INFORMATION SUPPLIED =
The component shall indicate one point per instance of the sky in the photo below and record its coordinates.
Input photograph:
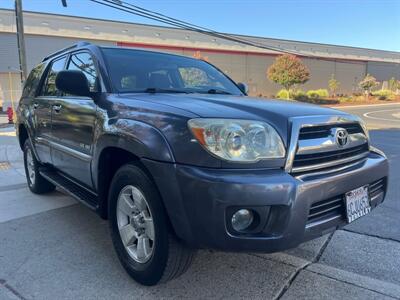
(361, 23)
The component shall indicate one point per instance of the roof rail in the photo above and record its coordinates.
(77, 45)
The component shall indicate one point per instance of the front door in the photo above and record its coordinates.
(42, 110)
(73, 121)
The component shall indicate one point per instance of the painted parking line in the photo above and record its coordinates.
(395, 115)
(20, 202)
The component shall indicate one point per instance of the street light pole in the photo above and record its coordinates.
(21, 40)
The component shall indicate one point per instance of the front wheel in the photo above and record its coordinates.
(142, 237)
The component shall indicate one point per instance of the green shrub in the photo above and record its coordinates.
(283, 94)
(299, 95)
(318, 94)
(384, 94)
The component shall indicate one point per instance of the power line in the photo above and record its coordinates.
(145, 13)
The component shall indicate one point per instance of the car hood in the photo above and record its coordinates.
(230, 106)
(275, 112)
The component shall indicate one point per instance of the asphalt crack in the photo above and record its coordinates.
(372, 235)
(293, 277)
(11, 289)
(352, 284)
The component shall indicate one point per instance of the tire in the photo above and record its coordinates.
(168, 257)
(36, 183)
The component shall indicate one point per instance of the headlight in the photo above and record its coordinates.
(238, 140)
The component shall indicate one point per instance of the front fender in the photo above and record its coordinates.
(138, 138)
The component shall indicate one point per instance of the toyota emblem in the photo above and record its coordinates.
(341, 137)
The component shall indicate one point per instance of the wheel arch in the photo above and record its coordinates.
(114, 150)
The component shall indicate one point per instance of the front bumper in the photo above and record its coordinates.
(199, 202)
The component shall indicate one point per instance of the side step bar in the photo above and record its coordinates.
(77, 191)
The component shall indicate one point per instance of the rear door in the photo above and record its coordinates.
(42, 108)
(73, 121)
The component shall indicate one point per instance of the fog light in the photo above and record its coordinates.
(242, 219)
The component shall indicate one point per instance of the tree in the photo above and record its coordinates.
(367, 84)
(393, 84)
(333, 85)
(288, 70)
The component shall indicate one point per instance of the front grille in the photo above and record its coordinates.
(327, 154)
(325, 210)
(377, 188)
(319, 158)
(316, 132)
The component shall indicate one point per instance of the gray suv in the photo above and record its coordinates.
(176, 156)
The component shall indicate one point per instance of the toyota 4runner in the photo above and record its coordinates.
(176, 156)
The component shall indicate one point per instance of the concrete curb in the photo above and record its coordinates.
(382, 287)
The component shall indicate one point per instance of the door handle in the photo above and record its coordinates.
(57, 108)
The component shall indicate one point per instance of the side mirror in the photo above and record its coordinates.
(243, 87)
(73, 82)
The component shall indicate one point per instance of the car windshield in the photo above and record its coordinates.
(134, 71)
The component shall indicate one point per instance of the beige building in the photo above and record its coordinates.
(46, 33)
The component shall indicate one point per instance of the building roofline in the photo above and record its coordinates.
(176, 28)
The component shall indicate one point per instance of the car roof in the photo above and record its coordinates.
(87, 45)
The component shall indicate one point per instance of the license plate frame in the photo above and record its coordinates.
(358, 203)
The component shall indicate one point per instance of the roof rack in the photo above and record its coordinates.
(77, 45)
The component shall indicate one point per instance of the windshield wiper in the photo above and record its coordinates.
(157, 90)
(215, 91)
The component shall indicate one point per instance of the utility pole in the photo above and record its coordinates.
(21, 39)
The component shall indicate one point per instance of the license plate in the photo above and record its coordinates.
(357, 203)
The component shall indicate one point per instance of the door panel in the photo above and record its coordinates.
(42, 120)
(73, 121)
(42, 111)
(72, 129)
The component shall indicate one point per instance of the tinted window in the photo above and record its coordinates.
(33, 80)
(49, 88)
(84, 62)
(137, 71)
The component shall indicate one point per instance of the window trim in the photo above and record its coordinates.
(96, 65)
(43, 80)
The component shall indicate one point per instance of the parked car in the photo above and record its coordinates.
(177, 157)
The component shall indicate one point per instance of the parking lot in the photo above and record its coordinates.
(52, 247)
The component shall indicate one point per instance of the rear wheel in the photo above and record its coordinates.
(142, 236)
(36, 182)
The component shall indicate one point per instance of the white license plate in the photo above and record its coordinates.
(357, 203)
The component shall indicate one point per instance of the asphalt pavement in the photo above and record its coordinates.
(52, 247)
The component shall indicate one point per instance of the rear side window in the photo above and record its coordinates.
(84, 62)
(32, 83)
(49, 88)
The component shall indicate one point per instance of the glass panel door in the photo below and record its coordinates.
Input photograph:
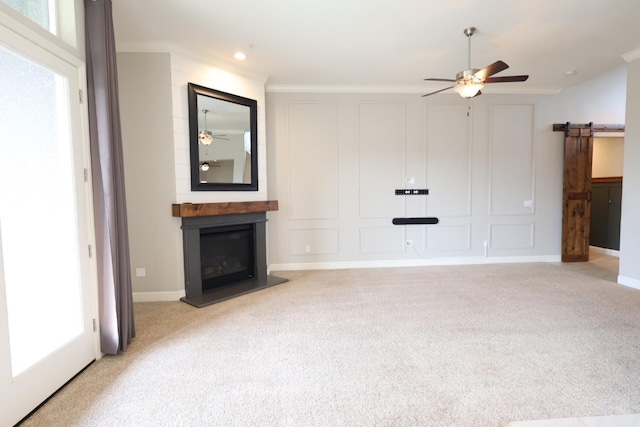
(45, 293)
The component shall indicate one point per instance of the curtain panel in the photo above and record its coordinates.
(117, 326)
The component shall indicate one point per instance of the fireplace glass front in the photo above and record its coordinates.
(226, 255)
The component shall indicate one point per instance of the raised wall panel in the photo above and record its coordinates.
(448, 159)
(448, 237)
(511, 236)
(382, 239)
(314, 241)
(512, 159)
(313, 160)
(382, 148)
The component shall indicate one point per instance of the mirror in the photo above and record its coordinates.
(223, 140)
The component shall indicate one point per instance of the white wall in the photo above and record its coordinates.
(630, 227)
(146, 113)
(335, 160)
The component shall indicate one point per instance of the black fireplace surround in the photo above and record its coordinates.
(224, 257)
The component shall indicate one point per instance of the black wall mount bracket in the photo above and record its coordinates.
(412, 192)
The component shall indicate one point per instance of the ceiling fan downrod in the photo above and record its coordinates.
(469, 31)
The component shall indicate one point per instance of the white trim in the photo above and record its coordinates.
(632, 55)
(39, 36)
(293, 88)
(628, 281)
(158, 296)
(604, 251)
(412, 263)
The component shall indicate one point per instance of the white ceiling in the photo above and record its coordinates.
(392, 43)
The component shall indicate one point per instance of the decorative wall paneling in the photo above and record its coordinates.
(382, 158)
(512, 236)
(512, 163)
(314, 241)
(448, 161)
(313, 171)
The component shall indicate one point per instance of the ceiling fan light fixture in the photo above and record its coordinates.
(468, 90)
(205, 137)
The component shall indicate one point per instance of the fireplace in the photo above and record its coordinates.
(224, 250)
(226, 255)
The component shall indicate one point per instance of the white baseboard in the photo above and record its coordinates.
(412, 262)
(628, 281)
(604, 251)
(157, 296)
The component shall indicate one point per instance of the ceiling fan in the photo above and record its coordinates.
(468, 83)
(205, 136)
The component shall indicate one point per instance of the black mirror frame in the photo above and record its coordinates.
(193, 91)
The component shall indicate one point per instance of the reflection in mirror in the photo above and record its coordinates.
(223, 140)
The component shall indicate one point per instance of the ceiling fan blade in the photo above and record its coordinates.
(490, 70)
(438, 91)
(441, 80)
(506, 79)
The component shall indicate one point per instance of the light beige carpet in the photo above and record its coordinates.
(436, 346)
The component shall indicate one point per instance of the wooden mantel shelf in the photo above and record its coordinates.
(187, 210)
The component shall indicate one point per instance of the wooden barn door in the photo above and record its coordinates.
(576, 192)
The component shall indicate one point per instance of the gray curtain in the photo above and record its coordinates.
(117, 327)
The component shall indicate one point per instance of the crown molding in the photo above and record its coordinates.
(632, 55)
(411, 89)
(162, 46)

TASK OBJECTIVE =
Copy all the records above exactly, but leave out the pictures.

SOLUTION BELOW =
The component shall indicate one point per instance of the sky in the photo below and record its coordinates.
Input photograph:
(361, 23)
The component shall indicate one point per instance of the roof rail in the photo above and record its coordinates.
(77, 45)
The component shall indicate one point per instance of the front door in the photo above and record its coordinates.
(42, 110)
(73, 121)
The component shall indicate one point per instance of the painted parking line in the photo above and record its coordinates.
(395, 115)
(20, 202)
The component shall indicate one point per instance of the street light pole in the photo above and record its coordinates.
(21, 40)
The component shall indicate one point per instance of the front wheel in the photo above and record its coordinates.
(142, 237)
The component shall indicate one point per instance of the green shrub in the photo above and record its coordinates.
(283, 94)
(299, 95)
(318, 94)
(384, 94)
The component shall indicate one point per instance of the power line in the photo above and record its coordinates.
(145, 13)
The component shall indicate one point per instance of the car hood in the photo above and record its coordinates.
(230, 106)
(275, 112)
The component shall indicate one point per instance of the asphalt crack in the photo above and record its coordinates.
(372, 235)
(293, 277)
(11, 289)
(352, 284)
The component shall indicate one point per instance of the tire in the photo above and record its coordinates.
(168, 257)
(36, 183)
The component shall indicate one point per instance of the headlight in the photo above and record its coordinates.
(238, 140)
The component shall indicate one point per instance of the front fender in the photo above and record its coordinates.
(138, 138)
The component shall indicate one point per instance of the toyota emblem in the photo above and record its coordinates.
(341, 137)
The component shall indicate one point per instance of the wheel arch in the photo above and record its coordinates.
(114, 150)
The component shall indicate one point per instance of the front bumper in the photo above and record its coordinates.
(199, 202)
The component shall indicate one point per instance of the side step bar in the photo above and record its coordinates.
(77, 191)
The component shall indicate one point per instance of the rear door in the photo above and record its coordinates.
(42, 108)
(73, 121)
The component shall indicate one point per instance of the fog light in the photo above and record its coordinates.
(242, 219)
The component shall indicate one point per instance of the tree in the photo above and record its coordinates.
(367, 84)
(393, 84)
(333, 85)
(288, 70)
The component shall indicate one point per instance of the front grille in the photo above and record its coordinates.
(327, 154)
(325, 210)
(377, 188)
(319, 158)
(316, 132)
The component shall indicate one point per instance of the gray suv in the photo above and record its coordinates.
(176, 156)
The component shall indicate one point per instance of the toyota 4runner in the photo above and record its coordinates.
(176, 156)
The component shall indicate one point per instance of the concrete curb in the photo above and record its coordinates.
(382, 287)
The component shall indicate one point per instance of the door handle in the photo above and record its coordinates.
(57, 108)
The component shall indicate one point per instance of the side mirror in the photo above and record its coordinates.
(243, 87)
(73, 82)
The component shall indicate one point per instance of the car windshield in the photo above and record its coordinates.
(134, 71)
The component shall indicate one point per instance of the beige building in the photo above and record its coordinates.
(46, 33)
The component shall indicate one point per instance of the building roofline in the photo above and record its coordinates.
(176, 28)
The component shall indicate one point per instance of the car roof in the photo above and record its coordinates.
(87, 45)
The component shall indicate one point per instance of the license plate frame in the photo above and record its coordinates.
(358, 203)
The component shall indicate one point per instance of the roof rack in the photo above and record its coordinates.
(77, 45)
The component shall indicate one point per instance of the windshield wiper in the photo above and record its coordinates.
(157, 90)
(215, 91)
The component shall indicate one point per instance of the utility pole in the photo above and record its coordinates.
(21, 39)
The component shall indicate one point per instance of the license plate in the photo above and record its coordinates.
(357, 203)
The component shall indicate one point per instance of the door panel in the photo above and record its coordinates.
(42, 120)
(73, 121)
(42, 111)
(72, 129)
The component shall indicate one point per instance of the tinted window in the photo above and record its coordinates.
(33, 80)
(49, 88)
(84, 62)
(137, 71)
The component shall indicate one point per instance of the window trim in the photo above and record its coordinates.
(96, 65)
(43, 80)
The component shall indicate one point per instance of the parked car in the photo above and record its coordinates.
(177, 157)
The component shall indicate one point per instance of the parking lot in the photo above and record its coordinates.
(52, 247)
The component shall indicate one point per instance of the rear wheel in the photo above and record its coordinates.
(142, 236)
(36, 182)
The component shall indicate one point per instance of the white license plate in the photo above and record its coordinates.
(357, 203)
The component shall indicate one point per instance of the asphalt pavement in the photo above and record its coordinates.
(52, 247)
The component shall indicate one point per instance of the rear side window in the photo above and record its coordinates.
(84, 62)
(32, 83)
(49, 88)
The component shall indicate one point per instance of the glass panel door in the photo below and record its coordinates.
Input photograph:
(45, 293)
The component shall indicate one point per instance of the curtain panel in the photo above and record its coordinates.
(117, 326)
The component shall indicate one point per instance of the fireplace glass front in the photo above and record its coordinates.
(226, 255)
The component shall indicate one point per instance of the raised wall panel in the photo above and record its coordinates.
(448, 159)
(448, 237)
(511, 236)
(382, 239)
(314, 241)
(512, 159)
(313, 160)
(382, 148)
The component shall indicate one point per instance of the mirror in the photo above and record its coordinates.
(223, 140)
The component shall indicate one point per instance of the white wall in the photo above and record its coordinates.
(630, 227)
(146, 113)
(335, 160)
The component shall indicate one point per instance of the black fireplace surround in the photo above and record its coordinates.
(224, 257)
The component shall indicate one point per instance of the black wall mount bracket in the photo above and record its coordinates.
(412, 192)
The component shall indicate one point per instance of the ceiling fan downrod in the photo above and record its coordinates.
(469, 31)
The component shall indicate one point per instance of the white trim in the photo above and record its coordinates.
(632, 55)
(39, 36)
(293, 88)
(628, 281)
(158, 296)
(604, 251)
(412, 263)
The component shall indicate one point per instance of the white ceiling in the photo above and record its coordinates.
(392, 43)
The component shall indicate one point per instance of the decorative wall paneling in the photo above and record its coordinates.
(382, 158)
(512, 236)
(512, 163)
(314, 241)
(448, 161)
(313, 171)
The component shall indicate one point per instance of the ceiling fan light fixture in the photo above and record its coordinates.
(468, 90)
(205, 137)
The component shall indicate one point per instance of the fireplace in the photo above and record its coordinates.
(224, 250)
(226, 255)
The component shall indicate one point per instance of the white baseboard in the photo above and record its coordinates.
(412, 262)
(628, 281)
(604, 251)
(157, 296)
The component shall indicate one point per instance of the ceiling fan in the photo above and record its coordinates.
(468, 83)
(205, 136)
The component shall indicate one point per instance of the black mirror frame in the photo above and record its coordinates.
(193, 91)
The component shall indicate one point per instance of the reflection in mirror in the photo above and record its coordinates.
(223, 140)
The component shall indicate one point per instance of the ceiling fan blade in the photo above and record its coordinates.
(490, 70)
(438, 91)
(441, 80)
(506, 79)
The component shall indicate one point per instance of the light beige carpet in the photo above and record its coordinates.
(436, 346)
The component shall indicate one point per instance of the wooden mantel shelf in the photo above and record its coordinates.
(187, 210)
The component shall indicate one point per instance of the wooden barn door in the photo above and record its coordinates.
(576, 192)
The component shall indicate one point per instance of the gray curtain in the photo above and record its coordinates.
(117, 327)
The component shall indicate one point per instance of the crown molding in the photo above and record its coordinates.
(632, 55)
(411, 89)
(162, 46)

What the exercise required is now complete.